##### GIVEN INFORMATION #####

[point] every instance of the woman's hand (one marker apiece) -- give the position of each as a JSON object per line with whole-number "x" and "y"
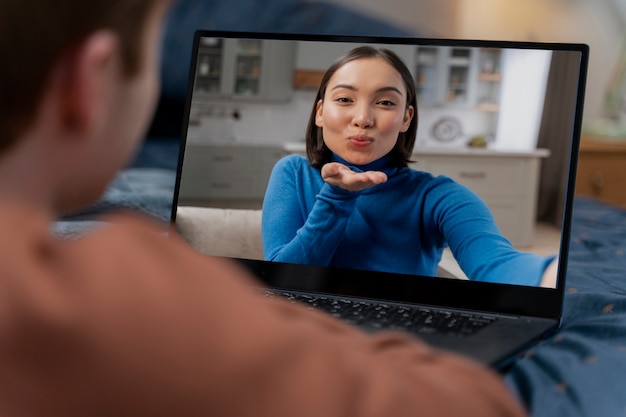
{"x": 341, "y": 176}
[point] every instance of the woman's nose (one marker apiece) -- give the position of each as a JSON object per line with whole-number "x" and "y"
{"x": 363, "y": 117}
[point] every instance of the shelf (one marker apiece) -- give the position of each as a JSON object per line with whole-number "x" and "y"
{"x": 492, "y": 77}
{"x": 488, "y": 107}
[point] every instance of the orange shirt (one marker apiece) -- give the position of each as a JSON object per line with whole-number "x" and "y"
{"x": 129, "y": 322}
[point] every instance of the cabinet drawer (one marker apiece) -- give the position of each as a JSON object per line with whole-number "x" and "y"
{"x": 485, "y": 176}
{"x": 216, "y": 163}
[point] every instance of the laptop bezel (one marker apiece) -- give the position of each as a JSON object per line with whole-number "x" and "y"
{"x": 489, "y": 297}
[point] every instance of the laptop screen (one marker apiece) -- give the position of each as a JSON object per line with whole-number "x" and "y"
{"x": 481, "y": 192}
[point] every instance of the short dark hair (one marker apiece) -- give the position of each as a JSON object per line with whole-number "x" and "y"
{"x": 319, "y": 154}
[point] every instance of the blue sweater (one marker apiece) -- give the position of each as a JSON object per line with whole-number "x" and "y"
{"x": 401, "y": 226}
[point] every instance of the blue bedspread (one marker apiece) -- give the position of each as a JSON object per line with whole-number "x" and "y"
{"x": 581, "y": 370}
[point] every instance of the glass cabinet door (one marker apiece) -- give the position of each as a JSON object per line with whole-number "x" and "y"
{"x": 210, "y": 66}
{"x": 427, "y": 71}
{"x": 458, "y": 69}
{"x": 248, "y": 65}
{"x": 444, "y": 75}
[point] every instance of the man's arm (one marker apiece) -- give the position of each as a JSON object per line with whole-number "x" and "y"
{"x": 126, "y": 322}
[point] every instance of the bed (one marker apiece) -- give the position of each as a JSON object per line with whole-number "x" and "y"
{"x": 579, "y": 371}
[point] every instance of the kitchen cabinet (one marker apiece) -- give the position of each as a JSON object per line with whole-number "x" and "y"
{"x": 227, "y": 172}
{"x": 244, "y": 69}
{"x": 602, "y": 170}
{"x": 508, "y": 182}
{"x": 457, "y": 76}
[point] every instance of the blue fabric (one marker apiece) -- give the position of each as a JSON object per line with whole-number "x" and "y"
{"x": 400, "y": 226}
{"x": 581, "y": 370}
{"x": 283, "y": 16}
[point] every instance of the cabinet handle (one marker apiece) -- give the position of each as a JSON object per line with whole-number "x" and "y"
{"x": 598, "y": 180}
{"x": 222, "y": 158}
{"x": 220, "y": 185}
{"x": 473, "y": 175}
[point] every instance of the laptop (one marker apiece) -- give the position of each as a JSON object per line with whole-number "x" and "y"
{"x": 502, "y": 118}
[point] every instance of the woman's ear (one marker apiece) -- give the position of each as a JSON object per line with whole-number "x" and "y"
{"x": 319, "y": 107}
{"x": 84, "y": 80}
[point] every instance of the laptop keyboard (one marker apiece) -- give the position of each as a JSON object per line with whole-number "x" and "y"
{"x": 380, "y": 315}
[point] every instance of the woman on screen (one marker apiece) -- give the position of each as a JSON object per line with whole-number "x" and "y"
{"x": 355, "y": 203}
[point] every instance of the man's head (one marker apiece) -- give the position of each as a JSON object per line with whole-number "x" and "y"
{"x": 84, "y": 75}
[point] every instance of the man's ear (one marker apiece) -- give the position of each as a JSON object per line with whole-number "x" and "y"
{"x": 84, "y": 80}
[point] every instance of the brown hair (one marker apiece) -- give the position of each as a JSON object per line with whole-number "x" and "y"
{"x": 319, "y": 154}
{"x": 35, "y": 33}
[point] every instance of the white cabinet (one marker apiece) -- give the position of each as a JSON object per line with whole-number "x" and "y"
{"x": 457, "y": 76}
{"x": 506, "y": 181}
{"x": 233, "y": 172}
{"x": 244, "y": 69}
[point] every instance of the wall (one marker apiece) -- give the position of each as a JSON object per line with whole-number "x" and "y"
{"x": 598, "y": 23}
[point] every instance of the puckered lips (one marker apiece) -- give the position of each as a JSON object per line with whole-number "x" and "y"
{"x": 360, "y": 141}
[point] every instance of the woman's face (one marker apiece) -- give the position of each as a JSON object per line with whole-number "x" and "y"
{"x": 363, "y": 110}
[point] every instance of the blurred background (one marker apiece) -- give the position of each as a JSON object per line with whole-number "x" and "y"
{"x": 598, "y": 23}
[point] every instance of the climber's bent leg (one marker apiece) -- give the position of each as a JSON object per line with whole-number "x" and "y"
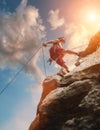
{"x": 61, "y": 62}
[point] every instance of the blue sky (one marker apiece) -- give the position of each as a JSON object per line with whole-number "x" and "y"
{"x": 24, "y": 25}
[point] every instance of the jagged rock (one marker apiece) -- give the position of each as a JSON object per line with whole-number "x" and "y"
{"x": 73, "y": 103}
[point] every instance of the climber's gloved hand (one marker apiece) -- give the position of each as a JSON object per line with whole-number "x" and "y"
{"x": 50, "y": 61}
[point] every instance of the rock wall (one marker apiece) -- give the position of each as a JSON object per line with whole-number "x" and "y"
{"x": 72, "y": 102}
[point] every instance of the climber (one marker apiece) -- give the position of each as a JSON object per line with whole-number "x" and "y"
{"x": 57, "y": 52}
{"x": 93, "y": 45}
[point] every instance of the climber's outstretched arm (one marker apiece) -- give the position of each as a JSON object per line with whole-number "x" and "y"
{"x": 71, "y": 52}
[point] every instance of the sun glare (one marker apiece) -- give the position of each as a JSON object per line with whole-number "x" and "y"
{"x": 92, "y": 16}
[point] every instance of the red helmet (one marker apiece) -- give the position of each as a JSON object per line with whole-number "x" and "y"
{"x": 62, "y": 39}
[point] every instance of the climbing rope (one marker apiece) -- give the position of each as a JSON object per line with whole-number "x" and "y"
{"x": 9, "y": 83}
{"x": 44, "y": 62}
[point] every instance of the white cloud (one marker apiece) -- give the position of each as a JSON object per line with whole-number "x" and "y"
{"x": 55, "y": 20}
{"x": 21, "y": 34}
{"x": 25, "y": 111}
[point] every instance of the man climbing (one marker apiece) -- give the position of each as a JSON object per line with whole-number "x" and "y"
{"x": 57, "y": 52}
{"x": 93, "y": 45}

#####

THE REQUEST:
Restate the records above in full, word for word. Keep pictures out.

THE REPLY:
[point] every instance of the woman's hand (one marker apiece) -- give the position of each as a JSON object per line with whole-number "x" and "y"
{"x": 341, "y": 176}
[point] every instance of the woman's nose (one marker apiece) -- give the position of each as a JSON object per line with whole-number "x" and "y"
{"x": 363, "y": 117}
[point] every instance of the shelf (one marker apiece) -- give the position of each as a JSON object per line with whole-number "x" and "y"
{"x": 492, "y": 77}
{"x": 488, "y": 107}
[point] every instance of the orange shirt (one marker apiece) -- give the position of each as a JSON object per line with whole-number "x" and "y"
{"x": 129, "y": 322}
[point] every instance of the cabinet drawer (one marker apiece) -- give the position of each as a JSON object per line with whole-number "x" and "y"
{"x": 485, "y": 176}
{"x": 216, "y": 163}
[point] every instance of the laptop bezel (one marker apiece) -- give the position of each as a JSON object per line with whole-number "x" and "y"
{"x": 489, "y": 297}
[point] every instance of the laptop screen (one marker apiece) -- give the position of each as a JSON object per line with whole-number "x" and "y"
{"x": 481, "y": 192}
[point] every instance of the short dark hair (one marker apiece) -- give the position of each as a JSON object per line with whole-number "x" and "y"
{"x": 319, "y": 154}
[point] every instance of the blue sweater (one marker apiece) -- give the position of each as a JSON object per line with whole-number "x" and "y"
{"x": 401, "y": 226}
[point] every instance of the blue bedspread (one marker apiece) -- give the position of each as a JSON object per line with whole-number "x" and "y"
{"x": 581, "y": 370}
[point] every instance of the glass cabinet door (one marker apiece) -- give the position of each as a JSON object per line with whole-number "x" and "y"
{"x": 210, "y": 66}
{"x": 427, "y": 71}
{"x": 458, "y": 69}
{"x": 248, "y": 65}
{"x": 444, "y": 75}
[point] every instance of the man's arm (one marker apiece) -- give the position of each as a JSON object per line with whole-number "x" and "y"
{"x": 126, "y": 322}
[point] every instance of the bed (one marker apiece) -- give the position of each as a JSON object per line with whole-number "x" and "y"
{"x": 579, "y": 371}
[point] every instance of the kitchen cabinet (one marker apiece) -- give the position of each as a JSON object per line with whole-number "x" and "y"
{"x": 227, "y": 172}
{"x": 244, "y": 69}
{"x": 602, "y": 170}
{"x": 508, "y": 182}
{"x": 457, "y": 76}
[point] every instance of the blue fabric (one marker apiece) -- give the position of each as a JSON object per line with whole-number "x" and "y"
{"x": 400, "y": 226}
{"x": 581, "y": 370}
{"x": 283, "y": 16}
[point] every instance of the cabinet handle (one marker apiece) -- give the position of each as a JSON object per line with whole-number "x" and "y"
{"x": 598, "y": 180}
{"x": 222, "y": 158}
{"x": 220, "y": 185}
{"x": 473, "y": 175}
[point] every instance of the laptop (one marker apiece) -- give the position of each as a JSON object per line with whole-number "x" and "y"
{"x": 502, "y": 118}
[point] every instance of the woman's ear (one marker apiece) -- give the position of each as a JSON object per line with whole-number "x" and "y"
{"x": 319, "y": 107}
{"x": 84, "y": 80}
[point] every instance of the laptop keyboard (one marker apiece) -- give the position of each as a JSON object per line with whole-number "x" and "y"
{"x": 380, "y": 315}
[point] every instance of the woman on screen (one marker apiece) -- give the position of each as a JSON object per line with whole-number "x" and "y"
{"x": 355, "y": 203}
[point] every instance of the man's head (one marker apiece) -- give the position of each as a JSON object per line with whole-number "x" and "y"
{"x": 84, "y": 75}
[point] every instance of the man's ear (one marker apiece) -- give the position of each as a JSON object per line with whole-number "x" and "y"
{"x": 84, "y": 80}
[point] every instance of the brown hair (one marker apiece) -- give the position of each as a JSON object per line with whole-number "x" and "y"
{"x": 319, "y": 154}
{"x": 35, "y": 33}
[point] every instance of the white cabinet (one marker apiece) -- give the position of each as a JSON object per line with whole-number "x" and "y"
{"x": 457, "y": 76}
{"x": 506, "y": 181}
{"x": 233, "y": 172}
{"x": 244, "y": 69}
[point] every instance of the wall (one marker apiece) -- give the position of each as a JSON object per line with whole-number "x" and "y"
{"x": 598, "y": 23}
[point] every instance of the puckered lips (one marker apiece) -- give the position of each as a JSON object per line with whole-number "x" and "y"
{"x": 360, "y": 141}
[point] every instance of the woman's face (one marker apiece) -- give the position of each as a JSON object per line with whole-number "x" and "y"
{"x": 363, "y": 110}
[point] every instance of the blurred background (one marker apiece) -- give the position of each as a JSON object per line with whole-number "x" and "y"
{"x": 598, "y": 23}
[point] every instance of the climber's bent leg (one marker apiece) -- give the position of each as a JSON object per line with whole-number "x" and "y"
{"x": 61, "y": 62}
[point] every instance of the blue sky (one marker apiece) -- give the position of each as a JSON object per line with whole-number "x" and "y"
{"x": 24, "y": 25}
[point] every instance of the jagged rock (one marker apiece) -- give the position of each as a JSON object per line with whole-number "x" and "y"
{"x": 73, "y": 103}
[point] every instance of the climber's gloved hand (one marker apiece) -- give the position of each as a JSON object per line with whole-number "x" and "y"
{"x": 50, "y": 61}
[point] every instance of the rock wall (one marker apiece) -- give the position of each as a JSON object per line with whole-number "x" and "y"
{"x": 72, "y": 102}
[point] every instance of the climber (one marker apiece) -- give the position of each as a JSON object per line with whole-number "x" and "y"
{"x": 57, "y": 52}
{"x": 93, "y": 45}
[point] every instance of the climber's outstretched arm (one marker apiece) -- give the position of each as a JSON object per line with whole-number "x" and "y"
{"x": 71, "y": 52}
[point] every instance of the sun glare (one marker apiece) -- give the position of each as a JSON object per line with whole-number "x" and "y"
{"x": 92, "y": 16}
[point] every instance of the red helmet (one marker apiece) -- give the position of each as a JSON object per line with whole-number "x" and "y"
{"x": 62, "y": 39}
[point] every instance of the climbing rope (one marker apiece) -- give the position of each as a JSON object per line with whole-number "x" and "y"
{"x": 9, "y": 83}
{"x": 44, "y": 62}
[point] every instance of the white cloud (one marker apiece) -- give the position of each as a JSON object per line with whole-number "x" and "y"
{"x": 55, "y": 20}
{"x": 21, "y": 34}
{"x": 25, "y": 111}
[point] every instance of the man climbing (one marker apiece) -- give the position of each as a JSON object per line with whole-number "x" and "y"
{"x": 57, "y": 52}
{"x": 93, "y": 45}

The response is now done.